Segment Start: LISTED ENTRIES
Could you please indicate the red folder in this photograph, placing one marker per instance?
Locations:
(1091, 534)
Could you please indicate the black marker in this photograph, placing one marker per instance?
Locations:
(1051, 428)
Segment End: LISTED ENTRIES
=== YOUR TASK ===
Please output the complete listing without any alteration.

=== EXERCISE RESPONSE ===
Could you please indicate the red folder in this photograph, placing one marker per instance?
Locations:
(1091, 534)
Could you please indicate the black marker in this photograph, placing one marker per instance?
Locations:
(1051, 428)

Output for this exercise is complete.